PROVIDED DATA:
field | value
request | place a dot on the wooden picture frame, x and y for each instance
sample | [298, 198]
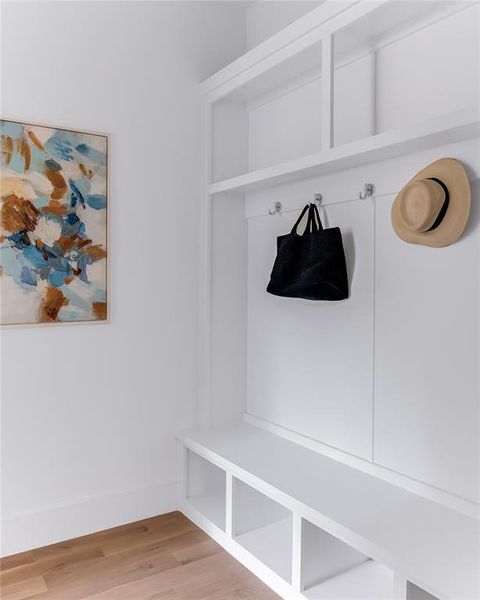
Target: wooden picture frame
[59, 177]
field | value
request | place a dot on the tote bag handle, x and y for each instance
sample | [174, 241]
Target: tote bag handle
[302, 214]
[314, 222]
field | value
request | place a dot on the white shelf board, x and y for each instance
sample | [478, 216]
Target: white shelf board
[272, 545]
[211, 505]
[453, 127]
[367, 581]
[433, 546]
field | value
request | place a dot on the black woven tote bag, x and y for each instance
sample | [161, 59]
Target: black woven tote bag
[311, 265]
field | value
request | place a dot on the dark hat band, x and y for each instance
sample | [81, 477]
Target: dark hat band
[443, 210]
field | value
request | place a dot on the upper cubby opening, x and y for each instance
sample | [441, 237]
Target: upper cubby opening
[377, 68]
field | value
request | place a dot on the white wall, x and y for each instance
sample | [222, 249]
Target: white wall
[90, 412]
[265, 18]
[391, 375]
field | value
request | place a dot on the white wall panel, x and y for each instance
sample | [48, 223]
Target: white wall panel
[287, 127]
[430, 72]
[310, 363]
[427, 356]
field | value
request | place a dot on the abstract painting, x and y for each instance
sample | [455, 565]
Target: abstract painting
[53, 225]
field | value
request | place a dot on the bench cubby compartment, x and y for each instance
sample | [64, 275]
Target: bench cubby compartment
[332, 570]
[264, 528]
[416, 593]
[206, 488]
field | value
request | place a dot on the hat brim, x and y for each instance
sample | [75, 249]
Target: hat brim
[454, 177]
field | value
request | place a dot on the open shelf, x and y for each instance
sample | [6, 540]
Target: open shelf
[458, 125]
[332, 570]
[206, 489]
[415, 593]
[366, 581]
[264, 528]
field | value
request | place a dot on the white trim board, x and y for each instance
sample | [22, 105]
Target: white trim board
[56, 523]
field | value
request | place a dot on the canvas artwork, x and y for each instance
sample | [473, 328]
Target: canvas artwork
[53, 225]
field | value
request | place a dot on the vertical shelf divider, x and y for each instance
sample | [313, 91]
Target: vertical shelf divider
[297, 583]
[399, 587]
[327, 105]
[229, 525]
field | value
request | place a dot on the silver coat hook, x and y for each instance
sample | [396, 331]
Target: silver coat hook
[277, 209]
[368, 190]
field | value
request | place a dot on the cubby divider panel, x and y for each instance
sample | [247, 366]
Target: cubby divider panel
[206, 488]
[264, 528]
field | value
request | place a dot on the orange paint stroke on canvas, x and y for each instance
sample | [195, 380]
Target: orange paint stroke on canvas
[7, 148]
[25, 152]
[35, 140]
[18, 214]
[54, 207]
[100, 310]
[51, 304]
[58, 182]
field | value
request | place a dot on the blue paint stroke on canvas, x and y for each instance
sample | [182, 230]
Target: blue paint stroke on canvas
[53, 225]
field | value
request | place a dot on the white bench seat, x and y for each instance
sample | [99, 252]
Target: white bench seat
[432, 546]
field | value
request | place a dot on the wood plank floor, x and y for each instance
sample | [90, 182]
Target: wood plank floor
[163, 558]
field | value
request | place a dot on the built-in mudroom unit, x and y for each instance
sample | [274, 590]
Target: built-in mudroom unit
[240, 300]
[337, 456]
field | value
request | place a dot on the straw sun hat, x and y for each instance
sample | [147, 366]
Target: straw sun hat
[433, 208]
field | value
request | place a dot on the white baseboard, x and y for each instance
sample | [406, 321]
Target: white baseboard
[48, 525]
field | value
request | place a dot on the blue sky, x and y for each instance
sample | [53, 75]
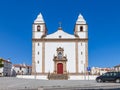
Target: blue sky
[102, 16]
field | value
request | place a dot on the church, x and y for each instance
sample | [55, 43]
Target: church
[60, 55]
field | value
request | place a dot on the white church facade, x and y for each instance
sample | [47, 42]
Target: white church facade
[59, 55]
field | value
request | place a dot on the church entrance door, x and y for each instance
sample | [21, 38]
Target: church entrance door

YOUR ASSIGNMENT:
From the entries above, copy each line that holds "entrance".

EXERCISE OUTPUT:
request | place a dot on the church entrance door, x and y for each instance
Target: church entrance door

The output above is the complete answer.